*EXERCISE DESCRIPTION*. Retype all of the data shown below, keeping every character the same.

Stored records:
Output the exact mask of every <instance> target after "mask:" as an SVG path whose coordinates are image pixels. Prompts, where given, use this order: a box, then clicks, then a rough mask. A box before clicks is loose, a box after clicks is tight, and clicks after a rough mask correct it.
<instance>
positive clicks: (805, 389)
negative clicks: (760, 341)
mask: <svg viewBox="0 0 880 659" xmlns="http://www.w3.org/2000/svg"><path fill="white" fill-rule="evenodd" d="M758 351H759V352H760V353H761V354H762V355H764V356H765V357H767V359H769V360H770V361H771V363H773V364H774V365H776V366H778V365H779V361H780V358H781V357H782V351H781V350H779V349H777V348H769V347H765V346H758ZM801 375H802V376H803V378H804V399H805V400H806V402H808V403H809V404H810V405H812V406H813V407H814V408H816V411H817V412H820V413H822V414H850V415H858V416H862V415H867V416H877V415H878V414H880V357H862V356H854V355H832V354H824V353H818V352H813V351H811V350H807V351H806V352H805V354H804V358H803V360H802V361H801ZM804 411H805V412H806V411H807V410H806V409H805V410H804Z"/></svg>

*COMPLETED TASK*.
Output the exact mask of every <instance> target after "mask:" as an SVG path whose coordinates are image pixels. Prompts, where given, use this order: a box, then clicks, then a rough mask. A box before clicks is loose, a box after clicks is tight, and clicks after a rough mask correct it.
<instance>
positive clicks: (805, 389)
negative clicks: (760, 341)
mask: <svg viewBox="0 0 880 659" xmlns="http://www.w3.org/2000/svg"><path fill="white" fill-rule="evenodd" d="M758 351H759V352H760V353H761V354H762V355H764V356H765V357H767V359H769V360H770V361H771V363H773V364H774V365H776V366H778V365H779V361H780V358H781V357H782V351H781V350H779V349H777V348H769V347H765V346H758ZM801 375H802V376H803V378H804V399H805V400H806V402H808V403H809V404H810V405H812V406H813V407H814V408H816V411H817V412H820V413H822V414H850V415H858V416H862V415H867V416H877V415H878V414H880V357H862V356H854V355H832V354H824V353H818V352H813V351H811V350H807V351H806V352H805V354H804V358H803V360H802V361H801ZM804 411H805V412H806V411H807V410H806V409H805V410H804Z"/></svg>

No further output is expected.